Requirements:
Report every line of the listing below that contains the string "gray", copying each such line in full. Case counts when matching.

Object pointing records for photos
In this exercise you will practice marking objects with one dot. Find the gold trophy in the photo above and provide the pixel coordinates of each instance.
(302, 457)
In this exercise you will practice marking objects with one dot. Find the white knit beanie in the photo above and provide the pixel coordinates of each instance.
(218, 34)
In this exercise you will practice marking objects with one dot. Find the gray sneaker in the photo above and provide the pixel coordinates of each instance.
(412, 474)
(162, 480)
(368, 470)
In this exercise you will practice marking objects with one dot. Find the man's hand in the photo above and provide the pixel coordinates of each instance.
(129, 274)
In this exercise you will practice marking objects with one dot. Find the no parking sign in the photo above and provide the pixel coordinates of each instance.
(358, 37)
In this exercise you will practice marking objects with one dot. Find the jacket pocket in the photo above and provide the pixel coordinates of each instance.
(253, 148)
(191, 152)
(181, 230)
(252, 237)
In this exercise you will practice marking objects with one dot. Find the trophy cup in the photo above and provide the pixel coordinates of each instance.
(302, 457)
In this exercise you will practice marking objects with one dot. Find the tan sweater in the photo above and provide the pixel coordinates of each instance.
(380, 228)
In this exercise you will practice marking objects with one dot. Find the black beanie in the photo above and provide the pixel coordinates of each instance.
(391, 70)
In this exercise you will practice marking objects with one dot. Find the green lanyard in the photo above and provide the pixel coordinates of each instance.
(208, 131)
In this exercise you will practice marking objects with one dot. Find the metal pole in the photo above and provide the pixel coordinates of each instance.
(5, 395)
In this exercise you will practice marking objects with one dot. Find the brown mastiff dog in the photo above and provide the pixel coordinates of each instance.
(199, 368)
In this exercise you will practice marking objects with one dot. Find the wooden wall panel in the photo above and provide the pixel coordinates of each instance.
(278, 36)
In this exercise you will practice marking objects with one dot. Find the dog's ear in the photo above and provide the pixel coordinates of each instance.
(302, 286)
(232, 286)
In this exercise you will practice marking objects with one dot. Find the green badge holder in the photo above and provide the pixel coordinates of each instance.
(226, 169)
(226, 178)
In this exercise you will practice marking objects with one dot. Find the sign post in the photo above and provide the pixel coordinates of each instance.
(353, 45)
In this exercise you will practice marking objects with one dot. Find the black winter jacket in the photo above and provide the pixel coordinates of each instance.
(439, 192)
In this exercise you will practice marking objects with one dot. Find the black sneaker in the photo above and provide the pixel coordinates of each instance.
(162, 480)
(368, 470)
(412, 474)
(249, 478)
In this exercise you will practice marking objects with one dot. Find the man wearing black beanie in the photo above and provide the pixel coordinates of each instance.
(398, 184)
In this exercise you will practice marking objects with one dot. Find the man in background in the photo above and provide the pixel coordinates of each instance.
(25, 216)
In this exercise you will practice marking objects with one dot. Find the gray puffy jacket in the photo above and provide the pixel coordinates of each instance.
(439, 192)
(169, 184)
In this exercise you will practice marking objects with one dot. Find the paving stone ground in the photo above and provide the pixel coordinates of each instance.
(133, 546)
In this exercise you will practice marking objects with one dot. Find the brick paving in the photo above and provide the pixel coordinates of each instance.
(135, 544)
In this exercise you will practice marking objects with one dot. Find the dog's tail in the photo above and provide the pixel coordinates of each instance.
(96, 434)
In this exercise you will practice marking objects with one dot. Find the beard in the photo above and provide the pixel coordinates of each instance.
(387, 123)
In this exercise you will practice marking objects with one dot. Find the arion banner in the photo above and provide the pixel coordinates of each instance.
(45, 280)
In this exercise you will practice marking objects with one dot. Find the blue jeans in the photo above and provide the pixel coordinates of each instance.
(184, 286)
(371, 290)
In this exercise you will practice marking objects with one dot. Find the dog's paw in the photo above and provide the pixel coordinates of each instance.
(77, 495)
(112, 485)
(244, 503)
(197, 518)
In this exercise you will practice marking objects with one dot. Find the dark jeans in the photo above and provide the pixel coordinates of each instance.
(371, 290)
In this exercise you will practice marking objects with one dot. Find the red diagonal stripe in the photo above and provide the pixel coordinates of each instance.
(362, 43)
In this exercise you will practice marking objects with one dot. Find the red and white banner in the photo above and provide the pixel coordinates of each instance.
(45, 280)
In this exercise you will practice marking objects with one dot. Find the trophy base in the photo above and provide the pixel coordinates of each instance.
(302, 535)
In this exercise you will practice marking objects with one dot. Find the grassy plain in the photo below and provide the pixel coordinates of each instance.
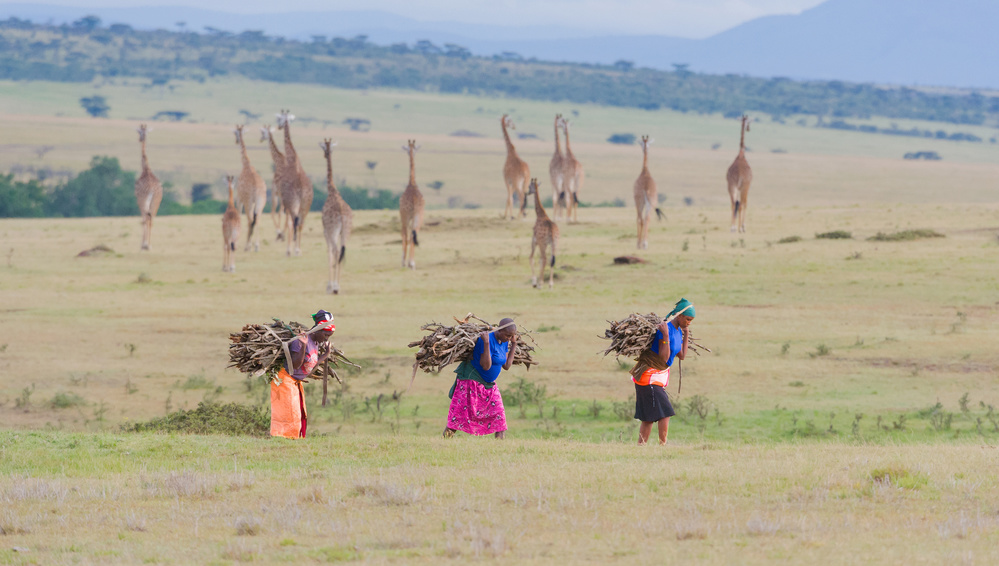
(821, 166)
(807, 336)
(112, 499)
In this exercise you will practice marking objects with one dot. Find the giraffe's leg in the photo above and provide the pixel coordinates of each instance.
(332, 257)
(638, 223)
(508, 213)
(405, 243)
(338, 257)
(543, 252)
(249, 232)
(551, 273)
(645, 230)
(534, 279)
(298, 236)
(743, 204)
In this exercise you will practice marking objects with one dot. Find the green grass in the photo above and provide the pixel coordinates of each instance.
(381, 499)
(905, 235)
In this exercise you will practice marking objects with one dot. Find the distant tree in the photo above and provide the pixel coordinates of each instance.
(96, 106)
(87, 23)
(21, 200)
(358, 124)
(425, 47)
(200, 192)
(102, 190)
(452, 50)
(623, 139)
(172, 115)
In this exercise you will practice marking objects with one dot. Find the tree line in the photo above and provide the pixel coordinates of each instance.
(86, 49)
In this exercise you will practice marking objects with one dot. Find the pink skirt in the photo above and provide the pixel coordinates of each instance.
(475, 409)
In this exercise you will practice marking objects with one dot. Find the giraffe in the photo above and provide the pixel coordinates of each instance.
(148, 192)
(739, 177)
(278, 158)
(555, 167)
(516, 173)
(251, 190)
(296, 187)
(545, 234)
(411, 210)
(230, 231)
(338, 219)
(573, 175)
(646, 197)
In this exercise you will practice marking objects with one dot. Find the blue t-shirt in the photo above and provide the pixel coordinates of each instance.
(497, 351)
(675, 342)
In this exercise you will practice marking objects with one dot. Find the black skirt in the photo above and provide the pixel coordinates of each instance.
(652, 403)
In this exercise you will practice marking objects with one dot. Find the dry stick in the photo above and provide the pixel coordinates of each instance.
(326, 375)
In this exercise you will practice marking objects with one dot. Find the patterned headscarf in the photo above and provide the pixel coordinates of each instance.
(684, 307)
(322, 316)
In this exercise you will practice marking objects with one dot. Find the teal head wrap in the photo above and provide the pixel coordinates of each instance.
(684, 307)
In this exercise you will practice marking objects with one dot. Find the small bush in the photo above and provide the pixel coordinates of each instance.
(622, 139)
(905, 235)
(210, 418)
(820, 350)
(834, 235)
(66, 400)
(899, 477)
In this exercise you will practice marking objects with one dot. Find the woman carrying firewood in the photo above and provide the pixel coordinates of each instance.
(651, 373)
(288, 415)
(476, 404)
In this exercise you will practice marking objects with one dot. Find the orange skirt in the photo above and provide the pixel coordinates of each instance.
(288, 416)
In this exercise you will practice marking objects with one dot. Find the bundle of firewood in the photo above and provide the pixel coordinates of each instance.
(257, 349)
(446, 344)
(631, 336)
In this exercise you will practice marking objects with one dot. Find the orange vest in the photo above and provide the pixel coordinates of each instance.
(653, 376)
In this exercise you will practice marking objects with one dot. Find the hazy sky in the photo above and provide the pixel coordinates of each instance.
(683, 18)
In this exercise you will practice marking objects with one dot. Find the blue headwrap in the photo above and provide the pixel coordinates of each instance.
(684, 307)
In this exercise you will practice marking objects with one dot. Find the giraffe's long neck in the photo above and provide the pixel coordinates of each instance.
(276, 154)
(289, 149)
(145, 160)
(506, 137)
(539, 210)
(330, 185)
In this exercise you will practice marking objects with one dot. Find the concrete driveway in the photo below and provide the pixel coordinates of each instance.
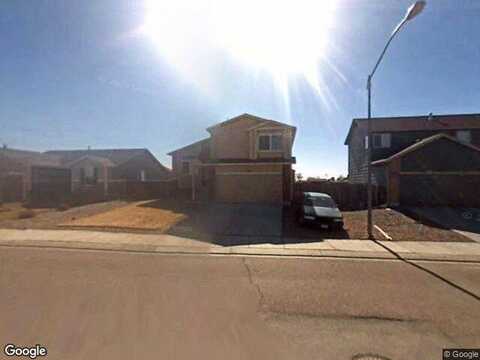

Exercise output:
In this exercise you will practice marking objects with one dot. Find the gray sneaker in the photo above and provide the pixel coordinates of each instance.
In this exercise you will practice marking objects with one dot. Find the gray puffy jacket in the photo above and provide the pixel coordinates of each instance.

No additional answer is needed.